Entries from a dataset.
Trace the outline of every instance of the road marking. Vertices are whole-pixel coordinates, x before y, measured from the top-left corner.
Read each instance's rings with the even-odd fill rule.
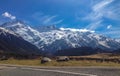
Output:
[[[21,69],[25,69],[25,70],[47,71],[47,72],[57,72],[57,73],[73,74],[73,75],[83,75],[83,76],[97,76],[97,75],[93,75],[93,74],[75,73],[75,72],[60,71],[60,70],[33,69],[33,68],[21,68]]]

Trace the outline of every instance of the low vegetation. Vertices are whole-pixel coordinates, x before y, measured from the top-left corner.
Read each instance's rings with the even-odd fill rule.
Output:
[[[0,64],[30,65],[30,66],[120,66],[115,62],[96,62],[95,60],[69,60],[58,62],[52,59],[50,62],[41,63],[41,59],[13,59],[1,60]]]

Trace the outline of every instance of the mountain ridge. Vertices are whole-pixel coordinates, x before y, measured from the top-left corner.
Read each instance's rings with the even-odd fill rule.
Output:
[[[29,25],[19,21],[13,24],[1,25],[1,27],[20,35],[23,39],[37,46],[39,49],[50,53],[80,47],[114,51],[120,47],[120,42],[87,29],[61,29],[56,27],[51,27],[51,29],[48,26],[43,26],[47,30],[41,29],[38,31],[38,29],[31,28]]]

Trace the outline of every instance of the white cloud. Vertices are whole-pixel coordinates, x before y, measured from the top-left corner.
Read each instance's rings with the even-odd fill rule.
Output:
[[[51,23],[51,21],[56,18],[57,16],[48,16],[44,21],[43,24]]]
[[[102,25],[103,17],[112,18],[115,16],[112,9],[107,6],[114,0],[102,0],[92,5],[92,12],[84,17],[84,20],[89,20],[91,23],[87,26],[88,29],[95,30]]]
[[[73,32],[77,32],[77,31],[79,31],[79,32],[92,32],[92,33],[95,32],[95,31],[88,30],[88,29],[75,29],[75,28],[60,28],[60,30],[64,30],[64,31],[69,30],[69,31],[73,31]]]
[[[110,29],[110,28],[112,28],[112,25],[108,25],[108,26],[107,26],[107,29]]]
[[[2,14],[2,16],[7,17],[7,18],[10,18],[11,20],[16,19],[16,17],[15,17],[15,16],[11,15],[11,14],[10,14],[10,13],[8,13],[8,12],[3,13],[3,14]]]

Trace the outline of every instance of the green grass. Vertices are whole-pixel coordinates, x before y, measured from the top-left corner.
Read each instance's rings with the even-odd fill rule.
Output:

Problem details. Put every line of the entries above into a numbered list, skipping the blank lines. Leave the pictures out of your list.

Full response.
1. Trace the outline of every instance of the road marking. Vertices are whole-pixel coordinates, x before y, measured from the top-left corner.
2. Read each instance's rings with the even-odd fill rule.
3. Output:
4. [[[21,69],[25,69],[25,70],[47,71],[47,72],[57,72],[57,73],[73,74],[73,75],[83,75],[83,76],[97,76],[97,75],[93,75],[93,74],[75,73],[75,72],[60,71],[60,70],[33,69],[33,68],[21,68]]]
5. Trace the outline of every instance of the low vegetation. Vertices are whole-pixel coordinates, x before y, measured from the top-left corner.
6. Read each instance's rings with the even-odd fill rule.
7. Output:
8. [[[0,64],[30,65],[30,66],[120,66],[115,62],[96,62],[95,60],[69,60],[58,62],[52,59],[50,62],[41,63],[41,59],[13,59],[1,60]]]
9. Trace the outline of every instance of the mountain ridge. Vertices are whole-pixel coordinates, x before y, measured from the top-left corner.
10. Read each instance's rings with the even-odd fill rule.
11. Output:
12. [[[29,25],[19,21],[13,24],[1,25],[1,27],[20,35],[23,39],[37,46],[39,49],[50,53],[80,47],[114,51],[120,47],[120,42],[87,29],[61,29],[56,27],[51,27],[51,29],[48,26],[43,26],[47,30],[41,29],[38,31],[38,29],[31,28]]]
13. Trace the outline of every instance of the white cloud. Vertices are whole-pixel coordinates, x before y, measured from the top-left corner.
14. Read each instance's rings with the even-odd fill rule.
15. Output:
16. [[[51,23],[51,21],[56,18],[57,16],[48,16],[44,21],[43,24]]]
17. [[[102,25],[103,17],[112,18],[115,16],[112,9],[107,6],[114,0],[102,0],[92,5],[92,12],[84,17],[84,20],[89,20],[91,23],[87,26],[88,29],[95,30]]]
18. [[[73,32],[77,32],[77,31],[79,31],[79,32],[92,32],[92,33],[95,32],[95,31],[88,30],[88,29],[75,29],[75,28],[60,28],[60,30],[64,30],[64,31],[69,30],[69,31],[73,31]]]
19. [[[110,29],[110,28],[112,28],[112,25],[108,25],[108,26],[107,26],[107,29]]]
20. [[[2,14],[2,16],[7,17],[7,18],[10,18],[11,20],[16,19],[16,17],[15,17],[15,16],[11,15],[11,14],[10,14],[10,13],[8,13],[8,12],[3,13],[3,14]]]
21. Trace the outline of every instance of the green grass. Vertices are whole-pixel coordinates, x before y, measured from the top-left corner.
22. Read each instance's rings with the even-odd fill rule.
23. Output:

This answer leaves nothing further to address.